• [WRITTEN REQUEST]
Reproduce the lines below from the one that contains "of the dark" through the end, inclusive, and add nothing.

-- start DATASET CONTENT --

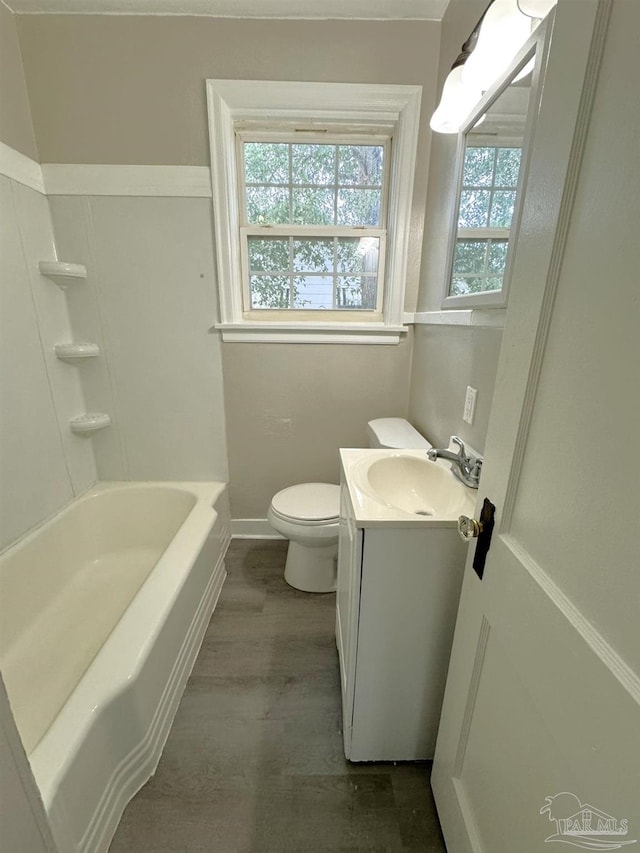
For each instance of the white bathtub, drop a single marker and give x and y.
(102, 612)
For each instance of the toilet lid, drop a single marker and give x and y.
(309, 501)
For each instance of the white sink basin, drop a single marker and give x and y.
(401, 485)
(416, 485)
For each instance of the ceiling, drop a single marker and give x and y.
(420, 10)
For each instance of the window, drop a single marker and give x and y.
(312, 224)
(487, 202)
(312, 188)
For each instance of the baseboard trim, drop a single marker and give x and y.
(253, 528)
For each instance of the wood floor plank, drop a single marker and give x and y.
(254, 761)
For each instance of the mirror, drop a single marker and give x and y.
(490, 178)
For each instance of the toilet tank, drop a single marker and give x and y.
(395, 433)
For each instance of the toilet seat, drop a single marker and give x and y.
(308, 504)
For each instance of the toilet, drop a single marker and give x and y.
(308, 514)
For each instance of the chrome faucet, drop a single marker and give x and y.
(466, 468)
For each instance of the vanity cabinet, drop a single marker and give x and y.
(397, 598)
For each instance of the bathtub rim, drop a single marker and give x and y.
(54, 753)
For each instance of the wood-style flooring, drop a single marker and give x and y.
(254, 760)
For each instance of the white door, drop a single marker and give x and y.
(539, 740)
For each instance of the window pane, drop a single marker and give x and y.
(268, 254)
(357, 254)
(266, 163)
(356, 292)
(478, 167)
(313, 164)
(313, 207)
(313, 292)
(470, 256)
(311, 255)
(508, 167)
(460, 286)
(360, 164)
(359, 207)
(269, 291)
(474, 208)
(502, 208)
(267, 205)
(498, 256)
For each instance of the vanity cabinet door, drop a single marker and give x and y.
(347, 609)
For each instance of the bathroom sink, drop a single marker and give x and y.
(401, 484)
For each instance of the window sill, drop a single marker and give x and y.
(306, 333)
(486, 317)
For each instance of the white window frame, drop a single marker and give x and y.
(487, 233)
(235, 105)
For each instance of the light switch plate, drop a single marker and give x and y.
(469, 404)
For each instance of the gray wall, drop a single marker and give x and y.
(305, 401)
(448, 358)
(130, 90)
(16, 128)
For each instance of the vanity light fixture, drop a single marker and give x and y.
(458, 97)
(499, 34)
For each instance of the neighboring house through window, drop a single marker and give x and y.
(312, 187)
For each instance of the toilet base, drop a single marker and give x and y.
(311, 569)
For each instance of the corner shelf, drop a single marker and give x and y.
(76, 351)
(62, 273)
(89, 422)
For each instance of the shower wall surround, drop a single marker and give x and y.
(150, 305)
(42, 464)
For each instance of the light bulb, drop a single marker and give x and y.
(536, 8)
(503, 31)
(457, 101)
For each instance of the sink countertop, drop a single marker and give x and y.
(371, 510)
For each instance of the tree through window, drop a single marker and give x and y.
(313, 223)
(487, 201)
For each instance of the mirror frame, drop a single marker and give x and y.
(537, 45)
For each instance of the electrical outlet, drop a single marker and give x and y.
(469, 405)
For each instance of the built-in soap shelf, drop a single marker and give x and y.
(63, 273)
(89, 422)
(76, 351)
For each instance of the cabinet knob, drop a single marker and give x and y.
(469, 528)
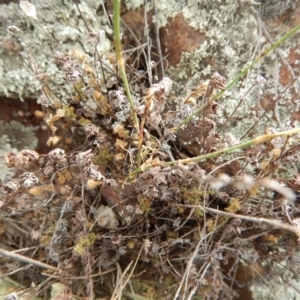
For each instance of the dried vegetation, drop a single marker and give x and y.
(148, 199)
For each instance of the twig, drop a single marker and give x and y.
(27, 260)
(274, 223)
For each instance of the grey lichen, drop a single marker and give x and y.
(61, 22)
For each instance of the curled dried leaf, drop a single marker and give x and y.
(29, 9)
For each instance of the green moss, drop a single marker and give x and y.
(145, 204)
(103, 158)
(85, 242)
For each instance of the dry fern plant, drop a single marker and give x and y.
(138, 199)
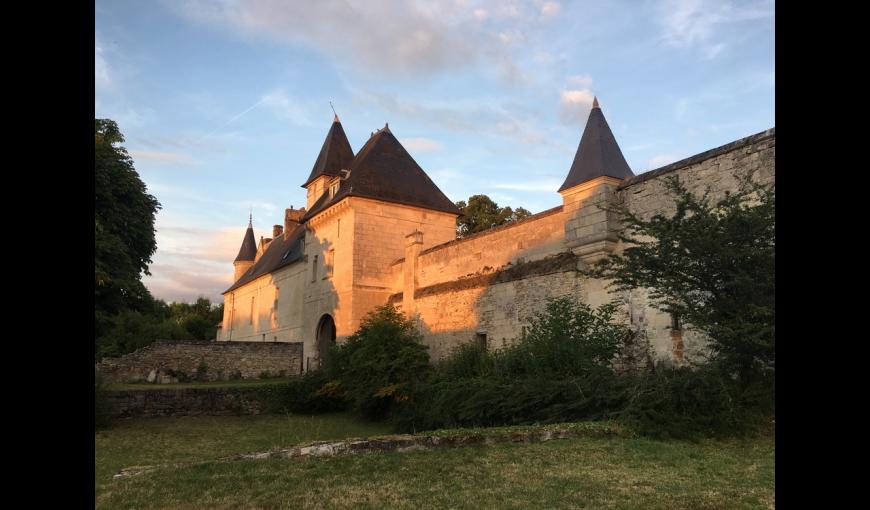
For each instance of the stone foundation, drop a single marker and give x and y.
(167, 362)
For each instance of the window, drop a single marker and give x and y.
(330, 261)
(480, 338)
(675, 322)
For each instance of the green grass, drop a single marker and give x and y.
(241, 383)
(624, 472)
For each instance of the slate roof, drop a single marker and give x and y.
(598, 153)
(248, 251)
(383, 170)
(335, 154)
(278, 254)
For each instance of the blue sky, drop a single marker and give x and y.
(225, 104)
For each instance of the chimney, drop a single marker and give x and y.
(291, 219)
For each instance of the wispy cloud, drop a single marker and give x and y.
(163, 157)
(539, 185)
(421, 144)
(574, 106)
(102, 80)
(702, 23)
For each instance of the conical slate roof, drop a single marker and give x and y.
(248, 251)
(598, 153)
(383, 170)
(335, 154)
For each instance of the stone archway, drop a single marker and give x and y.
(325, 337)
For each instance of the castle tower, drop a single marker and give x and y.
(247, 253)
(598, 169)
(335, 155)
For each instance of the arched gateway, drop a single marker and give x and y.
(325, 337)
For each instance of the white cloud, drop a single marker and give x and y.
(691, 23)
(163, 157)
(285, 107)
(550, 8)
(538, 185)
(101, 68)
(660, 161)
(421, 145)
(574, 106)
(583, 81)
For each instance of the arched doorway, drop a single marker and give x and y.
(325, 337)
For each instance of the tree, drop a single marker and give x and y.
(377, 366)
(124, 238)
(482, 213)
(711, 264)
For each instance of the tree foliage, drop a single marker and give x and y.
(379, 364)
(712, 264)
(482, 213)
(124, 238)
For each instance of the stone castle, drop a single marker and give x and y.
(377, 230)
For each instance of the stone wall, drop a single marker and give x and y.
(183, 402)
(162, 361)
(468, 288)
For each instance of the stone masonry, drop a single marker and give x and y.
(162, 361)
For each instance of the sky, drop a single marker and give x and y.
(224, 104)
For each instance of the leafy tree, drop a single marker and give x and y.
(482, 213)
(376, 368)
(712, 264)
(124, 238)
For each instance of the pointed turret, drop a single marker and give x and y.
(383, 170)
(335, 154)
(247, 253)
(598, 153)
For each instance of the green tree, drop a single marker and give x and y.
(482, 213)
(712, 264)
(377, 367)
(124, 238)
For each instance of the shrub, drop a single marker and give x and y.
(687, 403)
(568, 339)
(378, 365)
(102, 408)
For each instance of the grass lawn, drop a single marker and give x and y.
(578, 473)
(241, 383)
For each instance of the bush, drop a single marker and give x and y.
(102, 408)
(376, 368)
(686, 403)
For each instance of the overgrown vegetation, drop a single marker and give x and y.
(102, 409)
(482, 213)
(713, 265)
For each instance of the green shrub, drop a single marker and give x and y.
(378, 365)
(102, 407)
(568, 339)
(687, 403)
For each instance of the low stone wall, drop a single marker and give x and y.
(167, 362)
(184, 402)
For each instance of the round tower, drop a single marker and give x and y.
(247, 253)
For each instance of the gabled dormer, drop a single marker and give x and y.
(335, 155)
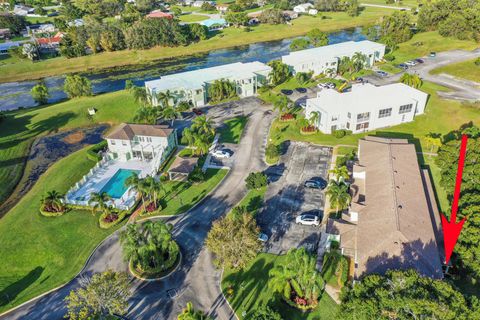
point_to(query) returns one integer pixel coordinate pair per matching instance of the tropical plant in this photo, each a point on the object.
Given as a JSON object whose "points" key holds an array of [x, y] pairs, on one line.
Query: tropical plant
{"points": [[412, 80], [297, 279], [99, 297], [149, 246], [338, 193], [234, 241], [189, 313], [100, 201]]}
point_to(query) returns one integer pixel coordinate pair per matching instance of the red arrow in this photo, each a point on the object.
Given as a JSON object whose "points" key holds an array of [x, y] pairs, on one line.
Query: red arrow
{"points": [[452, 229]]}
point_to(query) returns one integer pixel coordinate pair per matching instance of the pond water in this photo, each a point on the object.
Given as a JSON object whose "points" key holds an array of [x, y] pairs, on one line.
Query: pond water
{"points": [[14, 95]]}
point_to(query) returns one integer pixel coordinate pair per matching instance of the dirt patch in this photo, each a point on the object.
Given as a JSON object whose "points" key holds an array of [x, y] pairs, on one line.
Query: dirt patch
{"points": [[47, 150]]}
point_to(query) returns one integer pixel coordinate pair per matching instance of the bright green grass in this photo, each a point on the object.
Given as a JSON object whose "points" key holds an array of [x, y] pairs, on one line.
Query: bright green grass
{"points": [[232, 129], [250, 291], [192, 17], [181, 196], [40, 253], [465, 69], [20, 128]]}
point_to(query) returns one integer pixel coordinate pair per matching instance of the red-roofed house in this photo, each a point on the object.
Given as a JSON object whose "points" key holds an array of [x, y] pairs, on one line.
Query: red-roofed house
{"points": [[156, 14]]}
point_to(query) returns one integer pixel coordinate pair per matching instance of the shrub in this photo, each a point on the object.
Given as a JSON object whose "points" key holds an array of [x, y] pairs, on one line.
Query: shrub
{"points": [[256, 180]]}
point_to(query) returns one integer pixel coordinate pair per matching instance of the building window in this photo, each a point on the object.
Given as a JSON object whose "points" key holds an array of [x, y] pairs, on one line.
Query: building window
{"points": [[385, 113], [363, 116], [405, 108]]}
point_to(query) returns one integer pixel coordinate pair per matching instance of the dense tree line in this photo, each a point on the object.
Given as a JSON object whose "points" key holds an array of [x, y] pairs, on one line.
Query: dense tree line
{"points": [[467, 247], [455, 18]]}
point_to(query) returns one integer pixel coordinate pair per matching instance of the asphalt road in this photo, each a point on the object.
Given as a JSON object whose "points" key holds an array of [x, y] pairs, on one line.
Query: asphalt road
{"points": [[460, 89], [196, 280]]}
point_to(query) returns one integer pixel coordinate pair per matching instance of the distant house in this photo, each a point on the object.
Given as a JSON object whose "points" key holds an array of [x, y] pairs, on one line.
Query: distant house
{"points": [[158, 14], [303, 8], [21, 10], [366, 107], [393, 220]]}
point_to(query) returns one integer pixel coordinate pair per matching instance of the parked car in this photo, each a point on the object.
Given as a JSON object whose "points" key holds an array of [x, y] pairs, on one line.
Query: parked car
{"points": [[262, 237], [221, 154], [411, 63], [315, 184], [381, 73], [308, 220]]}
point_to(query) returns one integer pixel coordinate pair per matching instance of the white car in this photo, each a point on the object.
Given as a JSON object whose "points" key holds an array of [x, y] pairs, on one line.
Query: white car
{"points": [[308, 220], [411, 63], [221, 154]]}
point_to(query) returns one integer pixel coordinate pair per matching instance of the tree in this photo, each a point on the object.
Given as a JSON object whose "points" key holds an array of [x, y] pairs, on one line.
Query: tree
{"points": [[403, 295], [189, 313], [40, 93], [149, 247], [103, 295], [99, 201], [256, 180], [338, 194], [412, 80], [297, 279], [299, 44], [77, 86], [317, 38], [280, 72], [234, 241]]}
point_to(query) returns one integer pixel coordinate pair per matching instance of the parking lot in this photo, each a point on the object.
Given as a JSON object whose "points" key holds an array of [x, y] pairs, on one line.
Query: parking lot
{"points": [[286, 197]]}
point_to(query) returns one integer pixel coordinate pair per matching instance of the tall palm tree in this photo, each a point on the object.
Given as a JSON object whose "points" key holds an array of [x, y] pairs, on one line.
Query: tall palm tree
{"points": [[338, 194], [99, 201]]}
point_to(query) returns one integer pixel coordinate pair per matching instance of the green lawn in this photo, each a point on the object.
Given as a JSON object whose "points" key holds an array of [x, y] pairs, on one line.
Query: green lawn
{"points": [[228, 37], [40, 253], [181, 196], [232, 129], [466, 70], [192, 17], [250, 291], [21, 127]]}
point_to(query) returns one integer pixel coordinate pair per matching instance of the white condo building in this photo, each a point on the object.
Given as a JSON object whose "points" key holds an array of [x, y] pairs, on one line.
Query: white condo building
{"points": [[325, 59], [366, 107]]}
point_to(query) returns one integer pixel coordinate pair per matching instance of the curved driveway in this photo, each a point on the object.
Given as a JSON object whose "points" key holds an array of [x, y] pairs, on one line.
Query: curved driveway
{"points": [[196, 280]]}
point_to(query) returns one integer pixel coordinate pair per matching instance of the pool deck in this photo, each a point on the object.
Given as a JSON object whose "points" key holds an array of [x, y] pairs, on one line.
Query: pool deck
{"points": [[100, 178]]}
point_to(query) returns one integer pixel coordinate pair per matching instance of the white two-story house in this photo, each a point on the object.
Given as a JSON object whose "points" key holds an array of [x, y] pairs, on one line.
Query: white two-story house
{"points": [[366, 107], [141, 142]]}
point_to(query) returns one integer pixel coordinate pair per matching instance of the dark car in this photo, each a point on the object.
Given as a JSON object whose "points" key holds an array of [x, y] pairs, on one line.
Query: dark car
{"points": [[315, 184]]}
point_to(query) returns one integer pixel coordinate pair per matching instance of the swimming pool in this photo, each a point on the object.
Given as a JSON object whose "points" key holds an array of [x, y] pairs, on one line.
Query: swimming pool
{"points": [[115, 187]]}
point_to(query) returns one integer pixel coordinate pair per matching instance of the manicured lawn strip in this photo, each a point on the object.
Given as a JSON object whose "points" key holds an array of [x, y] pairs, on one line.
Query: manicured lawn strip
{"points": [[422, 44], [40, 253], [232, 129], [250, 291], [465, 70], [229, 37], [181, 196], [22, 126], [192, 17]]}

-- end DATASET CONTENT --

• [TASK SOLUTION]
point_to(query) returns one integer pixel coordinate pair per matching instance of the dark car in this photo, each a point on the object.
Given as a JSON object whose "points" key holds an array of [x, y] pairs, on one line.
Query: dark car
{"points": [[315, 184]]}
point_to(query) returns one integer pixel coordinate pair per matching instance of the swimming pool in this photo, each a point on the object.
Given as a JSON object whose "points" key holds an array of [x, y] pairs, on one line.
Query: swimming pool
{"points": [[115, 187]]}
point_to(query) returns one integer pixel coordinate pair per matching instance of the manicured lawn strip in this photo, each a point on the object.
Given as a JSON object whose "points" key holds an array of [x, y] pairs, on one line.
Query: manicured lawn strip
{"points": [[422, 44], [40, 253], [232, 129], [250, 291], [465, 70], [229, 37], [181, 196], [22, 126], [192, 17]]}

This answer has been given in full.